══ Documento ══
Porque marcou uma fase. Eu já escrevo música há tempo, mas comecei a procurar escrever canções que fossem mais compactas, e eu acho que, no fundo, as canções pop são isso mesmo. Ou seja, estava a procurar a canção pop ideal para mim, sem pontas soltas, que não tem nada a mais. E porque eu estava habituada a escrever jazz, ou folk, ou inspiradas na MPB, foi um processo muito novo para mim escrever as canções deste disco – que eu sinto que são as que eu quero cantar e quero escrever. E o ‘Leva-me a dança’ foi a primeira em que eu senti que isso aconteceu. Mas como era uma coisa nova para mim e tinha, se calhar, uma letra mais naif, estava muito receosa e quando mostrei a canção ao Benjamim, ele adorou e foi a primeira canção na qual trabalhámos. E quando acabámos de gravar, olhámos um para o outro, e dissemos: ‘É por aqui que este disco se vai construir, é este o som que nós queremos’. A partir daí também ganhei confiança naquilo que estávamos a fazer e isso tornou o processo mais fácil ainda.

“A música que eu escrevi para este disco levou-me a ser um bocadinho mais exuberante, se calhar, do que era. E acho que isso não foi uma cedência, foi um caminho natural.”

Participou no Festival RTP da Canção com o tema ‘Zero a Zero’, com composição, precisamente do Benjamim. Isso trouxe-lhe mais público para a sua música? Que tipo de reações é que teve?
É inevitável que esse tipo de exposição mediática traga mais público. Eu acho que há muita gente que me conhece hoje em dia por causa do festival e estou muito grata ao Benjamim por me ter dado essa oportunidade. Foi uma experiência muito rica. E eu adorei. Não vou dizer que foi sempre fácil, porque ainda não trabalhei muito com televisão, fiz algumas coisas mas espero vir a fazer mais. Mas era um mundo relativamente novo para mim, portanto foi uma aprendizagem muito grande.

Essa música que levou ao festival acabou por ser composta durante o processo de criação do disco, ou foi feita à parte?
═══
Na entrevista, que motivo dá a entrevistada para ter ficado receosa antes de mostrar a canção ‘Leva-me a dança’ ao Benjamim?
══ Dados recolhidos ══
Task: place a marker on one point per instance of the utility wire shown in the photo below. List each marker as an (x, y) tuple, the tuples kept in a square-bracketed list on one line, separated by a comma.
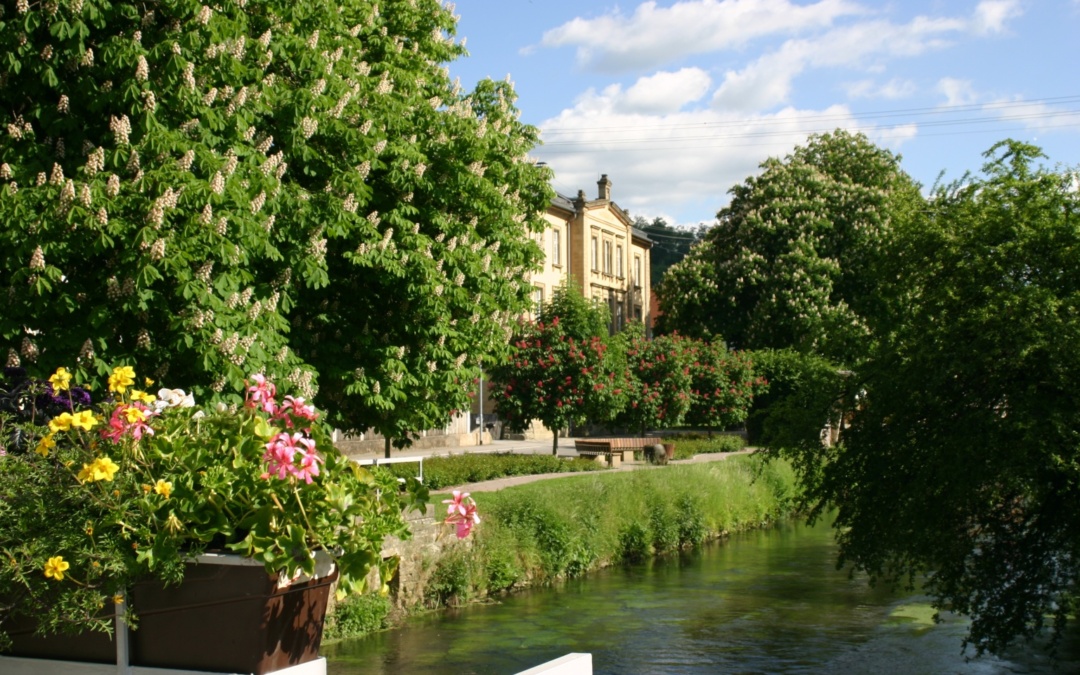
═══
### Resolução
Ficou receosa porque aquele tipo de canção era uma coisa nova para ela e tinha, talvez, uma letra mais naif.